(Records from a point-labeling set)
++++++++++++++++++++

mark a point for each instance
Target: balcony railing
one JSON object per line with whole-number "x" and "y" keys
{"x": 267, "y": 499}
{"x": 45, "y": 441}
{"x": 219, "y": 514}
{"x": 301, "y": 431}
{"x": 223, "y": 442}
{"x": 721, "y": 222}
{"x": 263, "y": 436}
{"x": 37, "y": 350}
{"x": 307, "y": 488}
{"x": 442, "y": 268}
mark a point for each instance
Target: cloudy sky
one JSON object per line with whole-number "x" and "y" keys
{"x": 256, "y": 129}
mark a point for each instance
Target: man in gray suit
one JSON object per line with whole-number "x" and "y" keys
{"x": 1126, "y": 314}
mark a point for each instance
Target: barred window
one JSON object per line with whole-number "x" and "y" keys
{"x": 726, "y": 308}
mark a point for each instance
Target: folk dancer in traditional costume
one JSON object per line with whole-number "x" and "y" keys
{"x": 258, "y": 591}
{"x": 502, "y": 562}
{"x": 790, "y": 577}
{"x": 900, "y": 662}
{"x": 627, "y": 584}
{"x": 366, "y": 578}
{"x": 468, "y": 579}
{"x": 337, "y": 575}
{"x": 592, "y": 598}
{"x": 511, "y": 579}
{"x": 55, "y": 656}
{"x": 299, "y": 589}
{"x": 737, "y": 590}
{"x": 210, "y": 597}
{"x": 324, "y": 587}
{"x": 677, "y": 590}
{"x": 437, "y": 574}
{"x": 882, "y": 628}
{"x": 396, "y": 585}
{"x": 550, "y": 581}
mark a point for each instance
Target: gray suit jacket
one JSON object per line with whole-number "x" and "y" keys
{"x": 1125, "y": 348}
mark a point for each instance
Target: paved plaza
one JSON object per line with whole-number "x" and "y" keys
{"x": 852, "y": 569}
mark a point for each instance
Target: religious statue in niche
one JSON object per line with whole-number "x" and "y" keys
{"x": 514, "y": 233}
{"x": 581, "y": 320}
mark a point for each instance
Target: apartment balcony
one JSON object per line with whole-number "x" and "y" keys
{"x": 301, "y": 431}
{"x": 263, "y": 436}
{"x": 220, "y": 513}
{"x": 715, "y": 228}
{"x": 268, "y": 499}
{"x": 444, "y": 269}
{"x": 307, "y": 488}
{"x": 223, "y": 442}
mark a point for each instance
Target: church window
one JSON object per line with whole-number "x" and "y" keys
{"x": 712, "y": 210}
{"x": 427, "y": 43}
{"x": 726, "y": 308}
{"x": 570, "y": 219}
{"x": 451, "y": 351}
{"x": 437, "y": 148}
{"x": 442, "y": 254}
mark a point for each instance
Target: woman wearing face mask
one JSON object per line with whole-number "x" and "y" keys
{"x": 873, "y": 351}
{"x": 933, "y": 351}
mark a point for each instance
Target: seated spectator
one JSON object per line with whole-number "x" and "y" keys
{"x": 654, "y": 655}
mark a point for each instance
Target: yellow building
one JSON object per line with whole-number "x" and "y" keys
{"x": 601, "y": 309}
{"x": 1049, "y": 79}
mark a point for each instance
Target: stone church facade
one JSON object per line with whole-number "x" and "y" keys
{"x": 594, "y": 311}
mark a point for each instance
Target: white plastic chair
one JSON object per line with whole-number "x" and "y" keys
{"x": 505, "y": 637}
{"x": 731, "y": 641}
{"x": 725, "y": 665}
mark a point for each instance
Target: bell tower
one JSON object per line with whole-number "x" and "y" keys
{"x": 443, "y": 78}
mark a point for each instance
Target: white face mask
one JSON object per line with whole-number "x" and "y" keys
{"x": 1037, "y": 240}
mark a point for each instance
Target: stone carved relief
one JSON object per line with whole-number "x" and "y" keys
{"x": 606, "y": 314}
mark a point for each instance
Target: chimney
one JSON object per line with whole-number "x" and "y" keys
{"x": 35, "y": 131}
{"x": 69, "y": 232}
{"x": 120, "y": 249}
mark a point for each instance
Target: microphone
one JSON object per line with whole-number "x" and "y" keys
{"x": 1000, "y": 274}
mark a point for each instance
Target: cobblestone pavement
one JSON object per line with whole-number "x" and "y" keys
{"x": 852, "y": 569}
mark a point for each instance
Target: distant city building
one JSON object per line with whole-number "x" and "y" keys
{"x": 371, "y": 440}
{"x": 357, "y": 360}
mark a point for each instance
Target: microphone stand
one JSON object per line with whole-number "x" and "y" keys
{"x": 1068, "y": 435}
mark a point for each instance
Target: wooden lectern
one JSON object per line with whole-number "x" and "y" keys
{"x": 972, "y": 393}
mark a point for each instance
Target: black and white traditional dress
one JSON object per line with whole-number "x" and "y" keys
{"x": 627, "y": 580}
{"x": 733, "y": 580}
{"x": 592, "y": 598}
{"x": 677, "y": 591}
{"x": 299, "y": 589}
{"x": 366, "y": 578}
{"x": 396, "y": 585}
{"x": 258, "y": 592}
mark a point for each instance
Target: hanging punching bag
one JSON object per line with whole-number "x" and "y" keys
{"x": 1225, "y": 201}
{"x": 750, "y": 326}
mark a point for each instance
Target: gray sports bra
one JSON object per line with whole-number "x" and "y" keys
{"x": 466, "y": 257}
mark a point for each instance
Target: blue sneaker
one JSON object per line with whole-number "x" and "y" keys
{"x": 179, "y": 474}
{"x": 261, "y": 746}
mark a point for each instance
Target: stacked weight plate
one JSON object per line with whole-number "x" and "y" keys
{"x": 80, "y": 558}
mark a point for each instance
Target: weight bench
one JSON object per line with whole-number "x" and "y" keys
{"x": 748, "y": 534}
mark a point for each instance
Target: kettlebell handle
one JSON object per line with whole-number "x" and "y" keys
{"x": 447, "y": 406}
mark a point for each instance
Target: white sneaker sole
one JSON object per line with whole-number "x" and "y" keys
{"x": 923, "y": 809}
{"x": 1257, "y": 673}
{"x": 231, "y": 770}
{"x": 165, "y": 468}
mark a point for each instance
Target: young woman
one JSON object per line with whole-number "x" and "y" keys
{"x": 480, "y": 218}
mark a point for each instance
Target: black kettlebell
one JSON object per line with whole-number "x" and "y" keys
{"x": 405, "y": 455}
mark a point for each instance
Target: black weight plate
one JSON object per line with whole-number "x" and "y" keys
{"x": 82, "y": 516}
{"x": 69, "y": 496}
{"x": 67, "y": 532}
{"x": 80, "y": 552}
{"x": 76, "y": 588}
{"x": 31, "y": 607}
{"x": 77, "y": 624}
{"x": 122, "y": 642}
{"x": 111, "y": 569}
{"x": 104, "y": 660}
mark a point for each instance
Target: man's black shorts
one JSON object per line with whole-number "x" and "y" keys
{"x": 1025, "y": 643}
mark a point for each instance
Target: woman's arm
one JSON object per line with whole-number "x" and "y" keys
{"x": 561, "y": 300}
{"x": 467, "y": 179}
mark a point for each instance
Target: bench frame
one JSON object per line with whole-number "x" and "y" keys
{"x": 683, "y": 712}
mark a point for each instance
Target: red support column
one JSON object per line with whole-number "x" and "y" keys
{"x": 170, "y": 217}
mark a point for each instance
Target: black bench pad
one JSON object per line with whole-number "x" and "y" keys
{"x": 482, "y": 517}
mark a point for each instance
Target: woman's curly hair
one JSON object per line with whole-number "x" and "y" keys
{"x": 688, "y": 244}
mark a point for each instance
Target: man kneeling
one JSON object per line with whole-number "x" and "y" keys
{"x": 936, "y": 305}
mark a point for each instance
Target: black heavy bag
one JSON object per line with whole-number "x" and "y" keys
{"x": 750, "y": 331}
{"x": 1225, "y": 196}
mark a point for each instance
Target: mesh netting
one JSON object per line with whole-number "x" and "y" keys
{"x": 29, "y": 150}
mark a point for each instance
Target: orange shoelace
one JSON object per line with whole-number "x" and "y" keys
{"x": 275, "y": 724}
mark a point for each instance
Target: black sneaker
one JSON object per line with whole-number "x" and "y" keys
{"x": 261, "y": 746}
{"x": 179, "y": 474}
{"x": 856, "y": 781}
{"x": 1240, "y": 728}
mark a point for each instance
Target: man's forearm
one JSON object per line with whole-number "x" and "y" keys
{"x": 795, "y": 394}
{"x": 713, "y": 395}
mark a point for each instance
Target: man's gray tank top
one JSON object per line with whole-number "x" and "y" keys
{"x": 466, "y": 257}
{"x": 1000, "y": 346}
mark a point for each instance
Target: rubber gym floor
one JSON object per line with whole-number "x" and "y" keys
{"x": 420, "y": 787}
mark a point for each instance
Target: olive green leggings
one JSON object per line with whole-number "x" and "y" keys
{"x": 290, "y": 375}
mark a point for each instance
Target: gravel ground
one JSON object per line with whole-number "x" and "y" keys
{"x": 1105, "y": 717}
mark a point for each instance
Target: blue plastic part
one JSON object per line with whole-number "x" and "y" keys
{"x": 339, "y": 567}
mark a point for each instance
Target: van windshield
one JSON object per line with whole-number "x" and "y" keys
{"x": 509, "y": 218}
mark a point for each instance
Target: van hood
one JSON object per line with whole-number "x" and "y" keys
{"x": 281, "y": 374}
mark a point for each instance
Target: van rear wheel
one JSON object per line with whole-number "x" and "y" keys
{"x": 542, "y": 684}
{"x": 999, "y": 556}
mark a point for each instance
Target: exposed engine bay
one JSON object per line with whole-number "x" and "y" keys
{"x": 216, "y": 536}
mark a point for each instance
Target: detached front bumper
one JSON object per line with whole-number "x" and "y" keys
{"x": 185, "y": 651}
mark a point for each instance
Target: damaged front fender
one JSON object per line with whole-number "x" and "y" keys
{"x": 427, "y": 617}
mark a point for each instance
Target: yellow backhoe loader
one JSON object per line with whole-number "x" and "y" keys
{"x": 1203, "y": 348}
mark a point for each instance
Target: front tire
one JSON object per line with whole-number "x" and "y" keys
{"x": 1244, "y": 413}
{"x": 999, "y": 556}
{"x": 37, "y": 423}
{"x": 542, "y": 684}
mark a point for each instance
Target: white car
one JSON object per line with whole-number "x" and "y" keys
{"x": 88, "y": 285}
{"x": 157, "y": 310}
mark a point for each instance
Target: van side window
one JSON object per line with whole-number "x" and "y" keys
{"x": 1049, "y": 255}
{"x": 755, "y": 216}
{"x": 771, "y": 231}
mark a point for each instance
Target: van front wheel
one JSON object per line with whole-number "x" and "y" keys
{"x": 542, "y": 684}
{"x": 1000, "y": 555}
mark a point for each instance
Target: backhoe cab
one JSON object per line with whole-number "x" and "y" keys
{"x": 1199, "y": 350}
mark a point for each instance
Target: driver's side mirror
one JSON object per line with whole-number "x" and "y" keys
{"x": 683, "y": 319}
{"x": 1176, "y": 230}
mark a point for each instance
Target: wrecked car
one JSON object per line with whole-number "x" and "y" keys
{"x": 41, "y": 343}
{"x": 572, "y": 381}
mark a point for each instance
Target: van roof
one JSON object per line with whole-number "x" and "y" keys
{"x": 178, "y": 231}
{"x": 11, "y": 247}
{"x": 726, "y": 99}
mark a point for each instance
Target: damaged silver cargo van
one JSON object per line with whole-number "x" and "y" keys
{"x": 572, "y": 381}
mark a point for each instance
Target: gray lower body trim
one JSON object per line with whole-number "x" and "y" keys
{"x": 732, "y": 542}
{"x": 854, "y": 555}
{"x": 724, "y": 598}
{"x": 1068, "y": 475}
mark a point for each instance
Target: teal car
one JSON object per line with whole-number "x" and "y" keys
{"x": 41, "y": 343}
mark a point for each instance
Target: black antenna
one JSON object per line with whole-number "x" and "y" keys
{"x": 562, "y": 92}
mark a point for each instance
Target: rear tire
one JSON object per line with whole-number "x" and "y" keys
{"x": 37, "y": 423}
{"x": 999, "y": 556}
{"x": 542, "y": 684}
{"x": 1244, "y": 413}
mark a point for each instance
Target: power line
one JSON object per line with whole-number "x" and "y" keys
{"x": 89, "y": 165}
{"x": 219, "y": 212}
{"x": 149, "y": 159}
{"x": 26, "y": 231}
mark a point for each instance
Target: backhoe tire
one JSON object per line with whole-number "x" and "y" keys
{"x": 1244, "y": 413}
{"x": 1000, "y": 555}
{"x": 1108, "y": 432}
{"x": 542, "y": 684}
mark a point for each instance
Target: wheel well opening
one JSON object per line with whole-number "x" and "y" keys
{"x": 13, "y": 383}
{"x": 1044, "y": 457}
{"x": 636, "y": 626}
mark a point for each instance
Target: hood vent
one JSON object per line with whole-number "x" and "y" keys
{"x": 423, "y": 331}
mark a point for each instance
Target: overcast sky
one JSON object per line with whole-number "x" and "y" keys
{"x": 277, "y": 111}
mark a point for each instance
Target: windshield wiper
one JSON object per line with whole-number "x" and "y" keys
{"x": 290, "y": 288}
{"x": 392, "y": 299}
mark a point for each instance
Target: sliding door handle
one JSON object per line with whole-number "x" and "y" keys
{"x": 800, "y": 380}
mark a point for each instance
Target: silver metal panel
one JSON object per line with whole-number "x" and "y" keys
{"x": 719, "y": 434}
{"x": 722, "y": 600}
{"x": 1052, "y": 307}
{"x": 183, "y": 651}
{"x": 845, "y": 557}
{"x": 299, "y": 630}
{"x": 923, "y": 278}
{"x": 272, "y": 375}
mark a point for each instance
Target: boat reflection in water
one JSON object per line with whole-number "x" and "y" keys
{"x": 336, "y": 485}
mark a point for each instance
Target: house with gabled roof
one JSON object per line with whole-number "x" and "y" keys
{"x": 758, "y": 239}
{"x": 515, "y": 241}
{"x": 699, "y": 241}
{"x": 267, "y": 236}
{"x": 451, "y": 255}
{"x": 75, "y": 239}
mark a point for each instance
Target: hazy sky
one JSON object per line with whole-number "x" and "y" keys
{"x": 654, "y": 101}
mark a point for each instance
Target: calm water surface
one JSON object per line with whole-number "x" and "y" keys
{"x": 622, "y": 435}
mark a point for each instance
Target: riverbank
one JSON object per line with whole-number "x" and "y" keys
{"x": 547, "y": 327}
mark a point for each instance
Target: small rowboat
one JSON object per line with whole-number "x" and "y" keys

++++++++++++++++++++

** YOUR INSTRUCTIONS **
Count the lines in the listing above that contain the string "wheel". Give only the number.

** RESULT **
3